• _PROBLEM REQUIREMENTS_
Your answer must hold only the lines below from the line containing "pixel 4 113" through the line containing "Category: bush", each reproduced exactly.

• _DATA TO PROCESS_
#####

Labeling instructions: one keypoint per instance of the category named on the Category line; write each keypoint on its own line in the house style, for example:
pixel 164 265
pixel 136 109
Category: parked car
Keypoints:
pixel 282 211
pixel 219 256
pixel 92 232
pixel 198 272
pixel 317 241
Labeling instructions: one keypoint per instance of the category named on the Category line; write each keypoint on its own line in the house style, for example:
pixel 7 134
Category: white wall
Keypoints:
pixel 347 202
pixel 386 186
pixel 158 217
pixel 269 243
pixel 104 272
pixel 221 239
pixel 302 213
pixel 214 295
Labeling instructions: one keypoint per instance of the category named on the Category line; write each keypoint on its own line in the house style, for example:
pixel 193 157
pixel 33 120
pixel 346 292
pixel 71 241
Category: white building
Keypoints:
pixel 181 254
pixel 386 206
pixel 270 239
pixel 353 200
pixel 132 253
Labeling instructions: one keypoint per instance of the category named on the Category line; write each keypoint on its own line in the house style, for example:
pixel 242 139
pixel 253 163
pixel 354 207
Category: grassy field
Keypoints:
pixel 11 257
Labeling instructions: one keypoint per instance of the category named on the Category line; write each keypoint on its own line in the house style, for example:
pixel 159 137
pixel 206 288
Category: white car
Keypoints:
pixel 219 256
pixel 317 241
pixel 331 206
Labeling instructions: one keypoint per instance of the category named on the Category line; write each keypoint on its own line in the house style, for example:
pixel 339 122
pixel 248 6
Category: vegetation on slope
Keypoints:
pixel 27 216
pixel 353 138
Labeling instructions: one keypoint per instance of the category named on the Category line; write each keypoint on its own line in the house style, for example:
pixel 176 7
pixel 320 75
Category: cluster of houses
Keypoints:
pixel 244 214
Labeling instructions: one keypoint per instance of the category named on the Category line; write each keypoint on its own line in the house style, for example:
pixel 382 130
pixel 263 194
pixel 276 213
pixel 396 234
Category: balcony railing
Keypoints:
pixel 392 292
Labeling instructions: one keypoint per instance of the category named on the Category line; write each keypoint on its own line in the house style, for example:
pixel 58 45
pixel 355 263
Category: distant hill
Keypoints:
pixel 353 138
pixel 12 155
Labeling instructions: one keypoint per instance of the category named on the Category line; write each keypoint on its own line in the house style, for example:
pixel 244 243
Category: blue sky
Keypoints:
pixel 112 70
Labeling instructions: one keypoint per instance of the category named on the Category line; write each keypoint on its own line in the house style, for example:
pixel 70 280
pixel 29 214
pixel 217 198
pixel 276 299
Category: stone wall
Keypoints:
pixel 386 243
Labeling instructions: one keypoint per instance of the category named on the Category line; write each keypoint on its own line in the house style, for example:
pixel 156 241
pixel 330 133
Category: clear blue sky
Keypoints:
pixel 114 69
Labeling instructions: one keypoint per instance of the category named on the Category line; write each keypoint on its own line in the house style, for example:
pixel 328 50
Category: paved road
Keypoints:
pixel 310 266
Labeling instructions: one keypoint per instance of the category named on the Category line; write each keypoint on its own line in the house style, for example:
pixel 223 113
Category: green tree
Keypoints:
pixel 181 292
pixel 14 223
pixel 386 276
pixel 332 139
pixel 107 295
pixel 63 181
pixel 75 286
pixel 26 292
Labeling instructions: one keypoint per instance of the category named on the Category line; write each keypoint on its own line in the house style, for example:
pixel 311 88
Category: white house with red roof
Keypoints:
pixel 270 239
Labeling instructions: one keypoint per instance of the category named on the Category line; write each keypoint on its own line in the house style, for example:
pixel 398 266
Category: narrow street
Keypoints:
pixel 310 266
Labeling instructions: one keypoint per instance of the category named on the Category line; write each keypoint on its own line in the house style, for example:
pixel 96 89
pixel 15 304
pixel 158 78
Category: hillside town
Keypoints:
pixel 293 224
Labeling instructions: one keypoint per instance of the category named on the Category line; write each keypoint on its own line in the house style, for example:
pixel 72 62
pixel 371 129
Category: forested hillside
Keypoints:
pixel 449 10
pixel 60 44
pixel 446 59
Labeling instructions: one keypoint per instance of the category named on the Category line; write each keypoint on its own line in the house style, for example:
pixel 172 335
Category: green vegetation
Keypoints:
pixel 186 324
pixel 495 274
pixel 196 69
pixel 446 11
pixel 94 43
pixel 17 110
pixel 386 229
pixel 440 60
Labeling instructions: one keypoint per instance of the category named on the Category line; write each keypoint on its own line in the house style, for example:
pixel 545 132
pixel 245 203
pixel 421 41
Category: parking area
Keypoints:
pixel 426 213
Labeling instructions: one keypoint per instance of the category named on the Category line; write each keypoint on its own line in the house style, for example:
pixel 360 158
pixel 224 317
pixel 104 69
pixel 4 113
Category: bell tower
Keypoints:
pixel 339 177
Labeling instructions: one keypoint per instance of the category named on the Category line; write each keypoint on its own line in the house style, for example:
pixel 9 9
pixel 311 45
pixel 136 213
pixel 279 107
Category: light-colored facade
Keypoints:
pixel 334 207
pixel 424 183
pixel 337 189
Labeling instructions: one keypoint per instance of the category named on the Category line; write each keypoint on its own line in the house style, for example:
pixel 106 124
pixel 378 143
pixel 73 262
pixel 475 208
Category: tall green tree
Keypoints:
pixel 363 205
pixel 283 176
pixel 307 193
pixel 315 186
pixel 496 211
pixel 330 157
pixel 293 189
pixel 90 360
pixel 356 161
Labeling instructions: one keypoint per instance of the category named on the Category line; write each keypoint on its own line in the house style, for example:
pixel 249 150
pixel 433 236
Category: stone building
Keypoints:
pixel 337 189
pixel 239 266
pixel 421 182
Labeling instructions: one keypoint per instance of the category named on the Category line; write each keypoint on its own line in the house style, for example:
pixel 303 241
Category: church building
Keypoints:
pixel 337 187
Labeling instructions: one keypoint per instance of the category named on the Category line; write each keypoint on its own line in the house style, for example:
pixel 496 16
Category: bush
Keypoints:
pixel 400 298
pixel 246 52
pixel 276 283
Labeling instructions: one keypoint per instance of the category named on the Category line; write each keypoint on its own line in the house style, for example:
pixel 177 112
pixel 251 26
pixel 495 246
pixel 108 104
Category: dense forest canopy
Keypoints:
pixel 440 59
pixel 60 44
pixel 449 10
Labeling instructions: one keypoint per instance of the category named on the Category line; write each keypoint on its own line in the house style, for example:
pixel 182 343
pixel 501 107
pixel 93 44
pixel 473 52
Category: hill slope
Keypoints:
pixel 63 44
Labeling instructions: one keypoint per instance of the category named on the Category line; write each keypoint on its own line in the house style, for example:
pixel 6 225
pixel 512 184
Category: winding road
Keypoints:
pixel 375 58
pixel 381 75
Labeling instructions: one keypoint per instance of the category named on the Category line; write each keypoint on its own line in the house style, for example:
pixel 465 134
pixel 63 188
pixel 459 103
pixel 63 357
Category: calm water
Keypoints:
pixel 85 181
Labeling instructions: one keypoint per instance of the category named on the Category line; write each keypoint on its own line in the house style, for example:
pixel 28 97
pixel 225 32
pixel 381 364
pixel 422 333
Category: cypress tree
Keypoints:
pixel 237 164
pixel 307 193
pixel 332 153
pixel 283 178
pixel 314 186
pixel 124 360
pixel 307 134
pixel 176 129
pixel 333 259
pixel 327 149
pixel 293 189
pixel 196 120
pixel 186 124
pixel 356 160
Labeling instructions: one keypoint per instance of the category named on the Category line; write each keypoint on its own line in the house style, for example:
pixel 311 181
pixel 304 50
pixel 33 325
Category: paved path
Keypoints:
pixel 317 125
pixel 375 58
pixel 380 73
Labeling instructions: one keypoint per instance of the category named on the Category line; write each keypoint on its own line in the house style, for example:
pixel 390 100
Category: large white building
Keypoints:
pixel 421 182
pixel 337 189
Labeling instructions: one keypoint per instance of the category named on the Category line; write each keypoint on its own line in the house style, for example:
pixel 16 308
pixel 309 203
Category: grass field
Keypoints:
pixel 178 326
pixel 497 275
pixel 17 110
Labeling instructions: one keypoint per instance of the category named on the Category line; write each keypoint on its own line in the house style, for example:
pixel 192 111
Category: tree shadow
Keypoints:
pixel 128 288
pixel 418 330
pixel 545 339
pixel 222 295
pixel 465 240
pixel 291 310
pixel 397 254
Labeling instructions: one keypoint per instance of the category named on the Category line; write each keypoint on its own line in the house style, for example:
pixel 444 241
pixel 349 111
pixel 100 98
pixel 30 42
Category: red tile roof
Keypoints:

#####

• _ANSWER SPACE_
pixel 4 113
Category: bell tower
Keypoints:
pixel 339 177
Labeling instructions: one keypoint per instance of the category named on the Category line; write each keypoint on its own line in the house style, for example:
pixel 9 9
pixel 311 45
pixel 136 213
pixel 279 107
Category: light-colored facade
Keypoints:
pixel 334 207
pixel 424 183
pixel 337 189
Labeling instructions: one keypoint per instance of the category named on the Category line; write each keypoint on its own line in the house style, for example:
pixel 106 124
pixel 378 143
pixel 73 262
pixel 475 208
Category: tall green tree
Keypoints:
pixel 363 205
pixel 283 176
pixel 307 193
pixel 315 186
pixel 496 211
pixel 330 157
pixel 293 189
pixel 90 360
pixel 356 161
Labeling instructions: one keypoint per instance of the category named on the Category line; write each keypoint on its own line in the house style, for example:
pixel 249 150
pixel 433 236
Category: stone building
Keypoints:
pixel 337 189
pixel 239 266
pixel 421 182
Labeling instructions: one keypoint per instance of the category named on the Category line; write each keypoint on its own line in the house style, for example:
pixel 303 241
Category: church building
Keypoints:
pixel 337 187
Labeling instructions: one keypoint per instance of the category named on the Category line; write each keypoint on its own line in the house style, for example:
pixel 496 16
Category: bush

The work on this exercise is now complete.